Passage shown:
■ ■ ■ ■ ■
Believe it or not, though, air conditioning as a fixture in American homes is a relatively new development. In 1965, only 10% of homes in the United States had air conditioning. Movie theaters used to advertise air conditioning as a feature to draw in customers for the summer movie season.

If you enjoy that blast of cool air whenever you open the door to your home on a hot and muggy summer day in Kansas City, the person you’ll want to thank is Willis Haviland Carrier, who invented the first modern air conditioner in 1902. Before that, though, people still found ways to keep cool.


Since prehistoric times, people have found ways to beat the heat. It’s one of the reasons cavemen lived in caves, after all. The ancient Egyptians hung wet reeds in their windows so that the breeze would pass through and cool off the air, while handheld fans have been in use since at least the 2nd Century BCE.

Of course, snow and ice were used for cooling purposes, too, but they were only available when the weather was already cold. Hence, storing ice became an important part of life in places where it wasn’t available all year round, and ice was often harvested in the winter and stored in outdoor “ice houses,” where it was packed with insulation to help keep it frozen throughout the summer. The earliest refrigerators or “iceboxes” worked on a similar principle.
■ ■ ■ ■ ■
Items:
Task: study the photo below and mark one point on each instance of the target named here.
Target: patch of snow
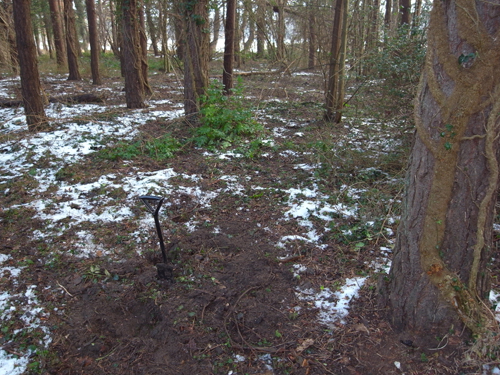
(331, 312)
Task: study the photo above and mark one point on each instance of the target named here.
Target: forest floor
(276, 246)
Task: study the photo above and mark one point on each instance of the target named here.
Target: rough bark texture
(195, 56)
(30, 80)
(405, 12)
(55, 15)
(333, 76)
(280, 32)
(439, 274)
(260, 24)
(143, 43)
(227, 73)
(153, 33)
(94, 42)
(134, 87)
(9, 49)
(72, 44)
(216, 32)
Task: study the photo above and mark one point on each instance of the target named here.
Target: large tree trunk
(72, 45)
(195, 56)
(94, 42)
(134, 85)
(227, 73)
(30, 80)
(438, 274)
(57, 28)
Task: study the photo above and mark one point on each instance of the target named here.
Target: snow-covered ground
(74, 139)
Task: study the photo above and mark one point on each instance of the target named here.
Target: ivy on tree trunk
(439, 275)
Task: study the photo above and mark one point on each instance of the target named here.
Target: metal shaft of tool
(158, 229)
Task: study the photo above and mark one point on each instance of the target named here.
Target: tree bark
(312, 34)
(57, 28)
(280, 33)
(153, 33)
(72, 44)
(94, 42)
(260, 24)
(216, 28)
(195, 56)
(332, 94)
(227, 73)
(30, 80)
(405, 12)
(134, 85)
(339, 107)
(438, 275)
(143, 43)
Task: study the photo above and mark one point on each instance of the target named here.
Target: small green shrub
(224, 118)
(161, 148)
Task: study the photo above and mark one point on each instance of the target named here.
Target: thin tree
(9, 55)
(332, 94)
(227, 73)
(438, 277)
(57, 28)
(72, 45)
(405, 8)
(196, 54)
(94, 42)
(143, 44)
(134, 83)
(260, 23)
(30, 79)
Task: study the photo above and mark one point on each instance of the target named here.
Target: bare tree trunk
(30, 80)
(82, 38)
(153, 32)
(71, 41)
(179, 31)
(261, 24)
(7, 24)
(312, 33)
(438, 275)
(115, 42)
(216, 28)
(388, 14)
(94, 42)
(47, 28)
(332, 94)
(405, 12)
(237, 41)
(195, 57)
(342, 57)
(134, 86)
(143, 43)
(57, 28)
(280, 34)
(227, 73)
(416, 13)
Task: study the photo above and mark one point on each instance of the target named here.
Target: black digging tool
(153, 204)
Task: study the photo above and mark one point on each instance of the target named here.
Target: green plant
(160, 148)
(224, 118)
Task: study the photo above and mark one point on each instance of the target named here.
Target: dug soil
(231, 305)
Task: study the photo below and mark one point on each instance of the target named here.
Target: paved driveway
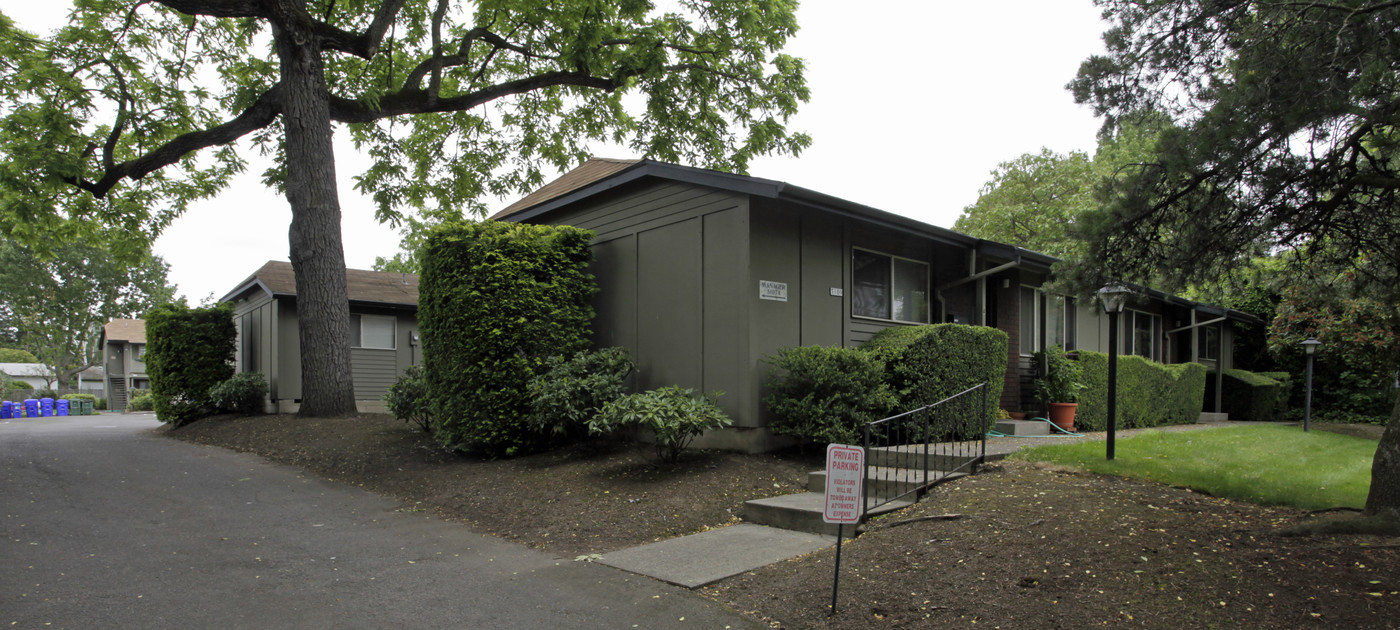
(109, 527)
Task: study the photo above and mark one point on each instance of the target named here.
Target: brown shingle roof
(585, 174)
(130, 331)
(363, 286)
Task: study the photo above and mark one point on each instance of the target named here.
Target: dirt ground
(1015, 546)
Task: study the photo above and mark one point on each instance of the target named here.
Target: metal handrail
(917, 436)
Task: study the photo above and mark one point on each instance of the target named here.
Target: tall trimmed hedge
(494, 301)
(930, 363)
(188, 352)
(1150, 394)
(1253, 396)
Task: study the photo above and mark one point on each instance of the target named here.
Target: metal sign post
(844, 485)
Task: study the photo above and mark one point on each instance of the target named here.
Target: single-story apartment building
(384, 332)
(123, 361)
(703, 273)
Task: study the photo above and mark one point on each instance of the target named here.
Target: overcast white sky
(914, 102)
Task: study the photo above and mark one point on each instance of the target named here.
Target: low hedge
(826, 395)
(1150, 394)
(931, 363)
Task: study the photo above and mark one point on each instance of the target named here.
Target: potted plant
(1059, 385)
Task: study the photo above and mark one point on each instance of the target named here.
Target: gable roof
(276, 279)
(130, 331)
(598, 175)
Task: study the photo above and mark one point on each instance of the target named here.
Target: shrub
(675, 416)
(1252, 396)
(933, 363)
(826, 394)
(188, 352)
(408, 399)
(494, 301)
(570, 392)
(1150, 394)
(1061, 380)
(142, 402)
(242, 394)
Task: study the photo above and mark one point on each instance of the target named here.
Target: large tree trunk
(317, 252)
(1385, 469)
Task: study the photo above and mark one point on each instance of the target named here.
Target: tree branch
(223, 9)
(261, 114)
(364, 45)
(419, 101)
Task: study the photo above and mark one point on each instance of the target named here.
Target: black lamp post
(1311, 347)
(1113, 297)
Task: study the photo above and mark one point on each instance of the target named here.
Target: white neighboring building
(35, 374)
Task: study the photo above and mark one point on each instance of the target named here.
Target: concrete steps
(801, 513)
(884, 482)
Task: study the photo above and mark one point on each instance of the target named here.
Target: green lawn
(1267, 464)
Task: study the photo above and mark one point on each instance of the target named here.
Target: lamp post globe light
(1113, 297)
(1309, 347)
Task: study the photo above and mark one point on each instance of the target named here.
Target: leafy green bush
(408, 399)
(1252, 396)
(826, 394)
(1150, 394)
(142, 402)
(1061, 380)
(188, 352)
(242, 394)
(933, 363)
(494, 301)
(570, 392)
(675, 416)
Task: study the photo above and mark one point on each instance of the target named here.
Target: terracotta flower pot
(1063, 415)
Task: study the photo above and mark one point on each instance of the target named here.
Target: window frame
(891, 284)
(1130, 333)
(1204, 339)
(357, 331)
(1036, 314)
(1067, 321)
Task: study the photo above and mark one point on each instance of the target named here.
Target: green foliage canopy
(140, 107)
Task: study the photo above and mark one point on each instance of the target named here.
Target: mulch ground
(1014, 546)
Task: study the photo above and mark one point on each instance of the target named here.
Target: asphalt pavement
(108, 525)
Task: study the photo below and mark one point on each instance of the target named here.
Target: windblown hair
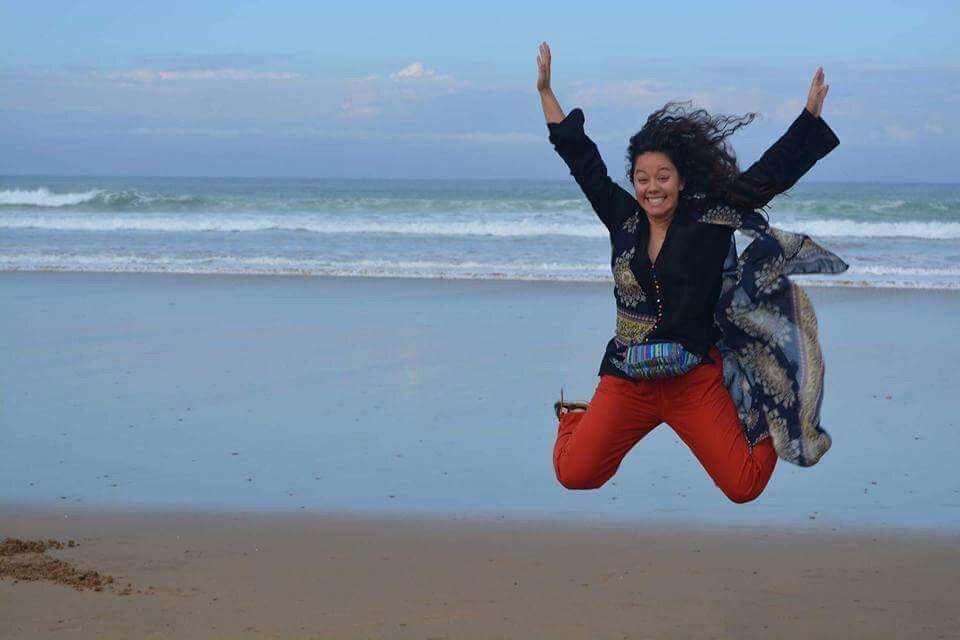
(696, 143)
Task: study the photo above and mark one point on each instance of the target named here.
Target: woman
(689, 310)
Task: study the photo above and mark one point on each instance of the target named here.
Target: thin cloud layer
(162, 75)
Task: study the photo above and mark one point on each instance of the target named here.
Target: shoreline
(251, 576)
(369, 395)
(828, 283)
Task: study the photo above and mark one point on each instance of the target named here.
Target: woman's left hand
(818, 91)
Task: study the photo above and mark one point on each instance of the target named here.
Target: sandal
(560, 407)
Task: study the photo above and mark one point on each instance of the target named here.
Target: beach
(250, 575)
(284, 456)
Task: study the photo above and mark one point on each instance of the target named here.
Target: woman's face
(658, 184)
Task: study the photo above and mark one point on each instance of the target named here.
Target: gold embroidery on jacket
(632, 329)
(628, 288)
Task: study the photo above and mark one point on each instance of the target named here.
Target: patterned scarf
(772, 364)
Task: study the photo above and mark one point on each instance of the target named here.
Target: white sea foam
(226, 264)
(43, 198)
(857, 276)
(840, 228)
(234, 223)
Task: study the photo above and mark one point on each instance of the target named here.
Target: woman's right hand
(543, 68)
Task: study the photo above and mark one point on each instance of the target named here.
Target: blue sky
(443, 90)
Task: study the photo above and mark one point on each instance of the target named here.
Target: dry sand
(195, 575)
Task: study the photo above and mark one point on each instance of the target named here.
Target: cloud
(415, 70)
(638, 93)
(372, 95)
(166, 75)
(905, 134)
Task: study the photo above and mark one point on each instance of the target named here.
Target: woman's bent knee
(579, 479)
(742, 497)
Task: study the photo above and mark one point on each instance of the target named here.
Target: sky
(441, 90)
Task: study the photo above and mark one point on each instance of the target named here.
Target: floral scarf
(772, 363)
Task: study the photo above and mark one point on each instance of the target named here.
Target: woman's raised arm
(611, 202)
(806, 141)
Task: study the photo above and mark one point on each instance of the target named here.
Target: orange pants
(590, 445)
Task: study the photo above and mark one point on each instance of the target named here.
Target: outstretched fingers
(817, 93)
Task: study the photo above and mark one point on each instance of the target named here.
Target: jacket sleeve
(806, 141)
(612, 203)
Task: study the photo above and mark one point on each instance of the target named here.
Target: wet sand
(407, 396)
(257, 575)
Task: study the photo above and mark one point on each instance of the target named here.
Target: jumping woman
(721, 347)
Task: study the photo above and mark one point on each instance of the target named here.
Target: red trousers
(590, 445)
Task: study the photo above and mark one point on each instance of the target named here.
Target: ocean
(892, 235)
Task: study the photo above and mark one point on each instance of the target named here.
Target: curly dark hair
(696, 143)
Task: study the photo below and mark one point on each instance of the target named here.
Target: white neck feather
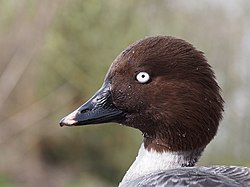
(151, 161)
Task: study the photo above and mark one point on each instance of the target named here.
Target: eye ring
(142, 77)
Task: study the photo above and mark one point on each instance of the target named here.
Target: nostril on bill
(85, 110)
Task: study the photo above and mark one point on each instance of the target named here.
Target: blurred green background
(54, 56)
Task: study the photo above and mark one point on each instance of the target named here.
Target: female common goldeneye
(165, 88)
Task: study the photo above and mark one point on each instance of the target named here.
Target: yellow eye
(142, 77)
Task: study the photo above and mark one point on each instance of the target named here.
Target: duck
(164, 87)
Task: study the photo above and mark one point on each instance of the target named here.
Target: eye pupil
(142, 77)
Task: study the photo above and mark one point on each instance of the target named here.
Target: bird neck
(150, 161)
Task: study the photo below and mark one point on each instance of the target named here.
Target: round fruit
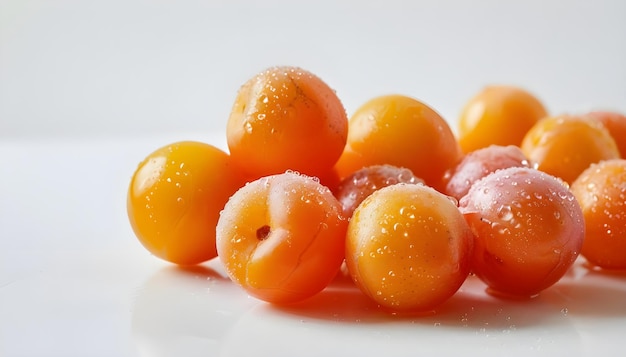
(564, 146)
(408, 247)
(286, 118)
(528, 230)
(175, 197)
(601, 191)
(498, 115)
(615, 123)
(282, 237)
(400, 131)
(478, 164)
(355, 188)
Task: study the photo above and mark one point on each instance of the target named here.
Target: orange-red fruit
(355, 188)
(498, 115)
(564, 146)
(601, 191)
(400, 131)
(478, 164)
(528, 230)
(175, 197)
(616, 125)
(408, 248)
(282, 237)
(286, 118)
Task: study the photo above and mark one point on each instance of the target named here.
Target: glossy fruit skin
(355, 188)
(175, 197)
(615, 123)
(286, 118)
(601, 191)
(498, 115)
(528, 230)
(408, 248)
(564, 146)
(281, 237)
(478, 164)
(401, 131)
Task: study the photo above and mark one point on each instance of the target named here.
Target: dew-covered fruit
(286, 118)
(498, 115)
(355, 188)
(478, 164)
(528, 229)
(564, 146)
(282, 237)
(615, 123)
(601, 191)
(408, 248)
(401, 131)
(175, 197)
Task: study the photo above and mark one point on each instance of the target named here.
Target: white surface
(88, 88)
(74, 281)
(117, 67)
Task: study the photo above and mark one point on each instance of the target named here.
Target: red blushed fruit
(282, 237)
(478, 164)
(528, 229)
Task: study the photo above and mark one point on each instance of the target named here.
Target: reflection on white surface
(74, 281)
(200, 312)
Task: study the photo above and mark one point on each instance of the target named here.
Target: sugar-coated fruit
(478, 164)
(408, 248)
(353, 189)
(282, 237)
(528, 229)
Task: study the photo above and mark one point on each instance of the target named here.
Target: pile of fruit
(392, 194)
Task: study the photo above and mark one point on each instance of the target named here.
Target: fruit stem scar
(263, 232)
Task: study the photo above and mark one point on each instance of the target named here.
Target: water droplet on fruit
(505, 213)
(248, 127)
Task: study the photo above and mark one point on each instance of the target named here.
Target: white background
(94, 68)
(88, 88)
■ ■ ■ ■ ■
Task requirements:
Write out the passage on the history of air conditioning starting at "Believe it or" and ending at "summer movie season.", swapping "Movie theaters" for "Department stores".

Response below:
Believe it or not, though, air conditioning as a fixture in American homes is a relatively new development. In 1965, only 10% of homes in the United States had air conditioning. Department stores used to advertise air conditioning as a feature to draw in customers for the summer movie season.